What you will do
Exclude all images and print the entries below exactly.

________________

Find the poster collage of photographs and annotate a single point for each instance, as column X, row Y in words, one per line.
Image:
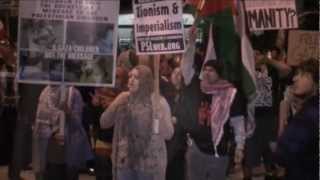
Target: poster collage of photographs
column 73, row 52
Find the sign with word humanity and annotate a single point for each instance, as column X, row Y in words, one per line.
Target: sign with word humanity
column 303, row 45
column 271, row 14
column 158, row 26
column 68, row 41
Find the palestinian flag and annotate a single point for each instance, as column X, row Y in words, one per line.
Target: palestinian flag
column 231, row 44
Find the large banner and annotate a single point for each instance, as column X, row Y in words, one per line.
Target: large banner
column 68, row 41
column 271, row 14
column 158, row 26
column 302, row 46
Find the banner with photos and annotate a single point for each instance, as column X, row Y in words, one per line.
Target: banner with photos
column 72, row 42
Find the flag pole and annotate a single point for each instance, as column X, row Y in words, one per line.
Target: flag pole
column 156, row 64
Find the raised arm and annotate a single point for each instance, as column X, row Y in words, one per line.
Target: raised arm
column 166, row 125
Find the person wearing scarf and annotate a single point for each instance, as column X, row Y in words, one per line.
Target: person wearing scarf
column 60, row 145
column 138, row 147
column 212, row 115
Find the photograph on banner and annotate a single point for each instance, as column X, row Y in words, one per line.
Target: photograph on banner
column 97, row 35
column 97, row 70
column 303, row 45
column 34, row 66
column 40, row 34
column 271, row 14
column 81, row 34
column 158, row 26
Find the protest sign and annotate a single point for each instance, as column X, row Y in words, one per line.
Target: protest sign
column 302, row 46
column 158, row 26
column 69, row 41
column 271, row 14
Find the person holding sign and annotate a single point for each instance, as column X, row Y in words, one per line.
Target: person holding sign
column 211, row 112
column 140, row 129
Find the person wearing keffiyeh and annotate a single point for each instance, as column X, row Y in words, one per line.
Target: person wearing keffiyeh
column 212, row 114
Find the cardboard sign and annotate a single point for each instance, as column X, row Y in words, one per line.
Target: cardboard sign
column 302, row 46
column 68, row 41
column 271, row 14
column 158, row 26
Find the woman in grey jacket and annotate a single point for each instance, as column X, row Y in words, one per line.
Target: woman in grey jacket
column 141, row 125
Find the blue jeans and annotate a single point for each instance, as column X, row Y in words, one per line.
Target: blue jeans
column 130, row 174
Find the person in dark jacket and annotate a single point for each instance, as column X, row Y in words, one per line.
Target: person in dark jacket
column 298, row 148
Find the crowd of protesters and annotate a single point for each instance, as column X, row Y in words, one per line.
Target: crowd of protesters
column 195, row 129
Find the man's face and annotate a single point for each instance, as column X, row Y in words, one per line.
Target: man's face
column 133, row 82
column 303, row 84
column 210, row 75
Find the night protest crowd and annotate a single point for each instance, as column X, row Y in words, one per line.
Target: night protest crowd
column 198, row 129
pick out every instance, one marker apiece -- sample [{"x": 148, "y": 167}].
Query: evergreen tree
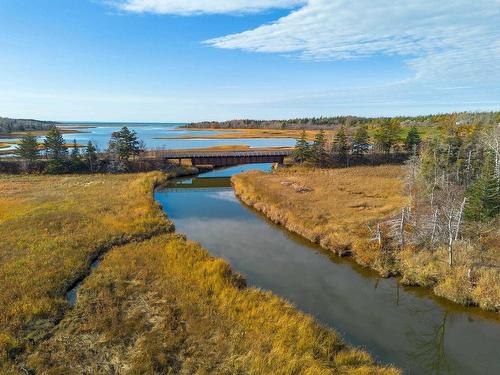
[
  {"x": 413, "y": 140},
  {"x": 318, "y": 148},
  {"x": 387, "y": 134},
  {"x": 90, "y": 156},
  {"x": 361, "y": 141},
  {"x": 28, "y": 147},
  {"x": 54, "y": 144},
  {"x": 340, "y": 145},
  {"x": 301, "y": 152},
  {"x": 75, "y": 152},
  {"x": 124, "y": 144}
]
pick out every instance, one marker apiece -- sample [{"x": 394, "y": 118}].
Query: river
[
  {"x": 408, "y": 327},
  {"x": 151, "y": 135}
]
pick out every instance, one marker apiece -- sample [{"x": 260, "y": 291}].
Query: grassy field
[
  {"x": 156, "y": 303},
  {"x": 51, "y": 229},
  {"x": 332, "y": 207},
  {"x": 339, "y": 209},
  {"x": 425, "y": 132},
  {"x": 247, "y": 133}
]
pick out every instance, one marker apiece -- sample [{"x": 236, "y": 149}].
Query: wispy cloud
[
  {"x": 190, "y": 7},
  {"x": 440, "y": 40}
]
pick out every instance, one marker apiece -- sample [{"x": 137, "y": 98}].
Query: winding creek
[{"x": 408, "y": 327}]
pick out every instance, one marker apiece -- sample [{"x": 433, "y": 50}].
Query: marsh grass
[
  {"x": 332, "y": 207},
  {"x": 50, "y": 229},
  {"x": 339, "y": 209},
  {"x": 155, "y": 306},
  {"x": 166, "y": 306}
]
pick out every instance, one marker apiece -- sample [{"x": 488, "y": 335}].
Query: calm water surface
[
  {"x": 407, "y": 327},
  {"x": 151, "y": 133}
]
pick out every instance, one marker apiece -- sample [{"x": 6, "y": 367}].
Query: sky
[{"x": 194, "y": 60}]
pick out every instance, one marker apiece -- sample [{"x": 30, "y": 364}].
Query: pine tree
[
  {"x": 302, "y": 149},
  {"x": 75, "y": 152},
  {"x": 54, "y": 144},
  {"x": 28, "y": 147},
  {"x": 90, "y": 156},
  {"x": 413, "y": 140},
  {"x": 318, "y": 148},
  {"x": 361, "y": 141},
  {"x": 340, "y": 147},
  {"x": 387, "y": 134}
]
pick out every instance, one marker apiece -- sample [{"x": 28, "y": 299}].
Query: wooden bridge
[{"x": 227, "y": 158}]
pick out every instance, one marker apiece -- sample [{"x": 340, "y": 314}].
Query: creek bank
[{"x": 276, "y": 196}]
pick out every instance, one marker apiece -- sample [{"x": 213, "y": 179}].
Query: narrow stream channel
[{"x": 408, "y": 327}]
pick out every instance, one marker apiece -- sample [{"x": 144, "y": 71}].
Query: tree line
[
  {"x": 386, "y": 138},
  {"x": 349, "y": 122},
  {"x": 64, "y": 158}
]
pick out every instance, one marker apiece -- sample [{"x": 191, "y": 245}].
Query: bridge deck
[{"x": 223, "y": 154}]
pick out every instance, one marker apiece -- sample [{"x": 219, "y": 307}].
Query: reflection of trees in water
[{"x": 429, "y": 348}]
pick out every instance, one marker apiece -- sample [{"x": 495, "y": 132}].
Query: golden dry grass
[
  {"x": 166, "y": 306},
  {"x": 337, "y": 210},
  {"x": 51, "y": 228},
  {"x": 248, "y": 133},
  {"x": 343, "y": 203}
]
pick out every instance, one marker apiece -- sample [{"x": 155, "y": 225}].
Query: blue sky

________________

Written answer
Find the poster collage of photographs and annotate a single point for each instance, as column X, row Y in words, one per line.
Image:
Target: poster collage of photographs
column 73, row 52
Find the sign with word humanity and annotate a single point for each instance, as column X, row Y in words, one per line.
Target: sign with word humanity
column 303, row 45
column 271, row 14
column 158, row 26
column 68, row 41
Find the palestinian flag and annotate a single point for each instance, as column X, row Y in words, one per line.
Target: palestinian flag
column 231, row 44
Find the large banner and annotate a single point for each instance, as column X, row Y in words, one per line.
Target: large banner
column 68, row 41
column 271, row 14
column 158, row 26
column 302, row 46
Find the banner with photos and annotate a single point for each instance, as column X, row Y in words, one per line.
Target: banner with photos
column 72, row 42
Find the flag pole and annotate a single point for each instance, as column X, row Y in words, one per line.
Target: flag pole
column 156, row 64
Find the raised arm and annotate a single point for each instance, as column X, row Y in words, one per line.
Target: raised arm
column 166, row 125
Find the person wearing scarf and annotate a single point for each instance, as column X, row Y in words, one per line.
Target: person wearing scarf
column 60, row 145
column 138, row 147
column 212, row 115
Find the photograph on banner and annotate a single point for each instance, as column X, row Y in words, one per line.
Target: photograph on banner
column 97, row 35
column 97, row 70
column 303, row 45
column 34, row 66
column 40, row 34
column 271, row 14
column 81, row 34
column 158, row 26
Find the protest sign and annotate a single point for each instance, as column X, row Y in words, one per line.
Target: protest sign
column 302, row 46
column 158, row 26
column 69, row 41
column 271, row 14
Find the person holding sign and annotate a single point for each instance, as column X, row Y in words, one per line.
Target: person holding sign
column 211, row 112
column 140, row 129
Find the person wearing keffiyeh and annotate a single point for each instance, as column X, row Y in words, one per line.
Target: person wearing keffiyeh
column 212, row 114
Find the cardboard sign and annotate a single point for each instance, as column X, row Y in words, one per line.
Target: cardboard sign
column 302, row 46
column 68, row 41
column 271, row 14
column 158, row 26
Find the woman in grey jacket and annotate a single point for each instance, as column X, row Y in words, one per line.
Target: woman in grey jacket
column 141, row 125
Find the blue jeans and annotate a single point for each instance, as column X, row Y in words, one per line.
Target: blue jeans
column 130, row 174
Find the person in dark jacket and annotate a single point for each instance, as column X, row Y in words, one per line.
Target: person in dark jacket
column 298, row 148
Find the crowd of protesters and annotate a single point for each instance, as column X, row Y in words, one per line.
Target: crowd of protesters
column 195, row 129
Find the man's face and annotate a single point for each instance, as column X, row Y in words, one per line.
Target: man's face
column 133, row 82
column 303, row 84
column 210, row 75
Find the night protest crowd and annotate a single point for each instance, as column X, row Y in words, one per line.
Target: night protest crowd
column 198, row 129
pick out every instance, one marker apiece -- sample [{"x": 148, "y": 167}].
Query: evergreen tree
[
  {"x": 413, "y": 140},
  {"x": 318, "y": 148},
  {"x": 387, "y": 134},
  {"x": 90, "y": 156},
  {"x": 361, "y": 141},
  {"x": 28, "y": 147},
  {"x": 54, "y": 144},
  {"x": 340, "y": 145},
  {"x": 301, "y": 152},
  {"x": 75, "y": 152},
  {"x": 124, "y": 144}
]
pick out every instance, one marker apiece -- sample [{"x": 394, "y": 118}].
Query: river
[
  {"x": 408, "y": 327},
  {"x": 151, "y": 135}
]
pick out every instance, one marker apiece -- sample [{"x": 260, "y": 291}].
Query: grassy field
[
  {"x": 156, "y": 303},
  {"x": 51, "y": 229},
  {"x": 332, "y": 207},
  {"x": 339, "y": 209},
  {"x": 425, "y": 132},
  {"x": 247, "y": 133}
]
pick out every instance, one marker apiece -- sample [{"x": 236, "y": 149}].
Query: wispy cloud
[
  {"x": 190, "y": 7},
  {"x": 440, "y": 40}
]
pick out every instance, one marker apiece -- sample [{"x": 137, "y": 98}].
Query: winding creek
[{"x": 408, "y": 327}]
pick out every instance, one marker apiece -- sample [{"x": 433, "y": 50}].
Query: marsh grass
[
  {"x": 332, "y": 207},
  {"x": 50, "y": 229},
  {"x": 339, "y": 209},
  {"x": 155, "y": 306},
  {"x": 166, "y": 306}
]
pick out every instance, one marker apiece -- sample [{"x": 488, "y": 335}].
Query: calm water surface
[
  {"x": 407, "y": 327},
  {"x": 151, "y": 133}
]
pick out every instance, one marker apiece -- sample [{"x": 6, "y": 367}].
Query: sky
[{"x": 194, "y": 60}]
pick out every instance, one marker apiece -- sample [{"x": 30, "y": 364}].
Query: pine tree
[
  {"x": 302, "y": 149},
  {"x": 75, "y": 152},
  {"x": 54, "y": 144},
  {"x": 28, "y": 147},
  {"x": 90, "y": 156},
  {"x": 413, "y": 140},
  {"x": 318, "y": 148},
  {"x": 361, "y": 141},
  {"x": 340, "y": 147},
  {"x": 387, "y": 134}
]
pick out every instance, one marker apiece -- sample [{"x": 28, "y": 299}].
Query: wooden bridge
[{"x": 227, "y": 158}]
pick out every instance, one marker apiece -- sample [{"x": 340, "y": 314}].
Query: creek bank
[{"x": 276, "y": 196}]
pick out every instance, one marker apiece -- sample [{"x": 213, "y": 179}].
Query: narrow stream channel
[{"x": 408, "y": 327}]
pick out every instance, one marker apiece -- sample [{"x": 144, "y": 71}].
Query: tree line
[
  {"x": 386, "y": 138},
  {"x": 349, "y": 122},
  {"x": 64, "y": 158}
]
pick out every instance, one marker apiece -- sample [{"x": 191, "y": 245}].
Query: bridge deck
[{"x": 223, "y": 154}]
pick out every instance, one marker apiece -- sample [{"x": 219, "y": 307}].
Query: reflection of trees in water
[{"x": 429, "y": 348}]
pick out every instance, one marker apiece -- sample [{"x": 495, "y": 132}].
Query: golden dry grass
[
  {"x": 166, "y": 306},
  {"x": 337, "y": 210},
  {"x": 51, "y": 228},
  {"x": 248, "y": 133},
  {"x": 343, "y": 203}
]
pick out every instance, one marker apiece -- sample [{"x": 155, "y": 225}].
Query: blue sky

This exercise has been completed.